> **Lesetext**:
▽

Heidelberg. Karussell, Autoscooter, Schießbude: In den vergangenen Monaten gab es diese Vergnügungsangebote höchstens in alten Filmen. Die Corona-Pandemie hat der Schaustellerbranche – wie einigen anderen auch – arg zugesetzt. Doch nun bekamen die, die sonst andere glücklich machen, ein Lächeln ins Gesicht gezaubert: Heidelberg Marketing übergab den Budenbetreibern 45 000 Euro. Das ist der Erlös der spontan umgesetzten Idee, den Heidelberger Weihnachtsmarkt für daheim in einen Karton zu packen. 7500 Mal wurden eine Flasche Glühwein, Tassen, Magenbrot und gebrannte Mandeln verpackt – zum Teil in Nachtschichten, damit die riesige Nachfrage gedeckt werden konnte. Auch die Schausteller packten dabei mit an im kalten Lager von Heidelberg Marketing.

△

> **Extrahierte Daten**:

▽

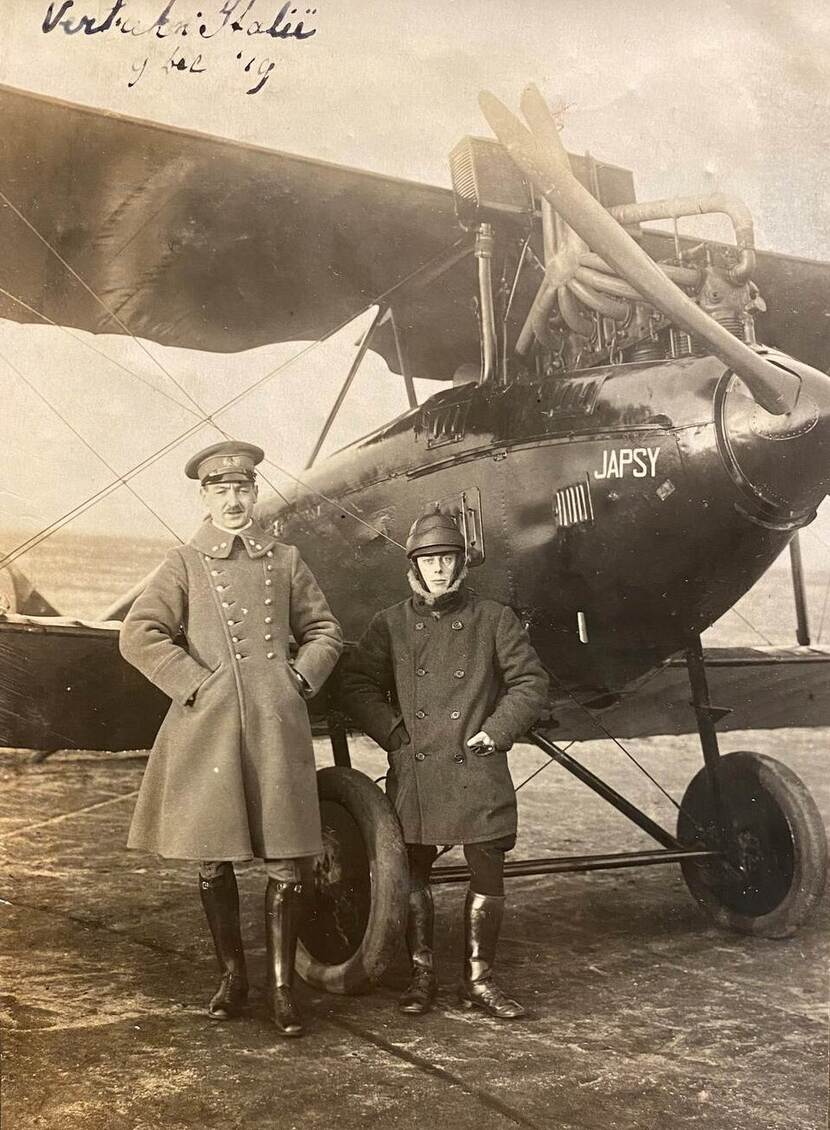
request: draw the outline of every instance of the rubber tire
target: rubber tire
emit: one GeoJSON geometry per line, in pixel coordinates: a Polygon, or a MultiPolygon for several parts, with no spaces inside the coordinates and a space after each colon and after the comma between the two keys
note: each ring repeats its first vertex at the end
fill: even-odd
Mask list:
{"type": "Polygon", "coordinates": [[[297,942],[296,971],[309,985],[332,993],[365,992],[388,967],[403,938],[409,904],[409,866],[401,825],[378,786],[358,770],[330,765],[317,771],[321,802],[339,805],[357,824],[369,866],[370,905],[358,948],[327,965],[297,942]]]}
{"type": "MultiPolygon", "coordinates": [[[[827,836],[819,809],[801,777],[774,757],[739,750],[720,758],[719,772],[727,822],[733,831],[736,812],[734,808],[731,811],[731,801],[745,802],[750,798],[780,815],[779,832],[786,837],[787,853],[792,852],[792,876],[789,867],[780,873],[781,881],[788,884],[786,893],[763,913],[743,913],[718,897],[711,879],[726,875],[723,866],[715,864],[713,870],[711,866],[690,860],[682,864],[683,878],[693,897],[719,925],[760,938],[789,938],[813,913],[824,890],[827,836]]],[[[701,770],[683,796],[678,819],[678,840],[682,844],[700,843],[700,833],[689,816],[706,826],[711,808],[707,773],[701,770]]],[[[742,827],[749,827],[745,819],[742,827]]],[[[707,831],[707,845],[717,846],[714,823],[709,823],[707,831]]]]}

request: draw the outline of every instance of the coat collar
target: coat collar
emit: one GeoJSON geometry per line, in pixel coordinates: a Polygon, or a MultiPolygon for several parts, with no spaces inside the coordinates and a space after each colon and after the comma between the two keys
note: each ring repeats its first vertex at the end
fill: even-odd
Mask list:
{"type": "Polygon", "coordinates": [[[420,577],[413,568],[410,568],[407,573],[407,580],[409,581],[409,586],[412,590],[412,607],[417,612],[427,612],[433,615],[436,619],[440,619],[443,612],[454,612],[468,601],[468,590],[464,584],[466,580],[466,565],[463,565],[461,572],[449,585],[446,592],[442,592],[439,596],[429,592],[420,581],[420,577]]]}
{"type": "Polygon", "coordinates": [[[229,557],[236,540],[245,547],[248,557],[264,557],[277,539],[253,522],[246,530],[220,530],[207,518],[190,539],[190,545],[207,557],[229,557]]]}

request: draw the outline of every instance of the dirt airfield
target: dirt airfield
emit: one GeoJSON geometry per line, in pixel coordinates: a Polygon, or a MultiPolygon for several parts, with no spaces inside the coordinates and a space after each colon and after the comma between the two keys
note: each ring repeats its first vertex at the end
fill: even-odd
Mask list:
{"type": "MultiPolygon", "coordinates": [[[[829,738],[733,733],[723,749],[780,757],[827,822],[829,738]]],[[[628,748],[675,799],[700,765],[691,737],[628,748]]],[[[674,826],[619,749],[571,751],[674,826]]],[[[383,774],[367,739],[352,756],[383,774]]],[[[518,784],[544,757],[517,747],[510,759],[518,784]]],[[[0,754],[2,1130],[827,1127],[827,895],[781,942],[716,929],[676,867],[508,880],[500,979],[531,1016],[505,1024],[455,1003],[463,888],[442,886],[433,1014],[396,1011],[401,954],[367,996],[303,986],[307,1035],[285,1041],[262,998],[255,864],[239,880],[251,1007],[228,1024],[204,1016],[216,971],[193,868],[124,847],[142,768],[0,754]]],[[[652,846],[556,765],[519,791],[519,823],[515,859],[652,846]]]]}

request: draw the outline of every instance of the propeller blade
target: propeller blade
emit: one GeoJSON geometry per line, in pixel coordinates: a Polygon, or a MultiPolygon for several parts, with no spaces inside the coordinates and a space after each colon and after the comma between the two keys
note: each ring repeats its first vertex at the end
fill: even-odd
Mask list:
{"type": "Polygon", "coordinates": [[[578,235],[622,278],[676,325],[701,338],[716,357],[732,368],[766,411],[781,416],[795,407],[800,379],[771,365],[680,290],[570,171],[556,125],[539,106],[541,95],[525,92],[523,110],[528,130],[495,95],[483,92],[479,105],[490,128],[516,164],[532,177],[541,194],[578,235]],[[535,130],[541,136],[538,136],[535,130]]]}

△

> **Aufgabe A**:
Beantworten Sie zum Lesetext über den Weihnachtsmarkt im Karton diese Fragen:
(i) Welche drei Vergnügungsangebote nennt der erste Satz?
(ii) Wie viel Geld übergab Heidelberg Marketing den Budenbetreibern?
(iii) Was wurde 7500 Mal verpackt?
> **Aufgabe B**: Greifen Sie den Lesetext über den Heidelberger Weihnachtsmarkt im Karton auf und schreiben Sie ihn ab dem letzten Satz weiter.

> **Antwortfeld A**:
(i) Karussell, Autoscooter und Schießbude
(ii) 45 000 Euro
(iii) eine Flasche Glühwein, Tassen, Magenbrot und gebrannte Mandeln

> **Antwortfeld B**:
Heidelberger Weihnachtsmarkt

Der Heidelberger Weihnachtsmarkt ist auch überregional ein Magnet: Hoteliers und Pensionen berichten über eine Bettenauslastung „wie bei der Formel 1“ – also quasi eine Vollauslastung.

Rund 140 Stände verteilen sich in der Altstadt auf sechs Plätzen. Mit rund 70 Buden ist der größte Weihnachtsmarkt-Bereich auf dem Universitätsplatz zu finden.

Normalerweise öffnet der Weihnachtsmarkt von der vierten Novemberwoche bis kurz vor Heiligabend.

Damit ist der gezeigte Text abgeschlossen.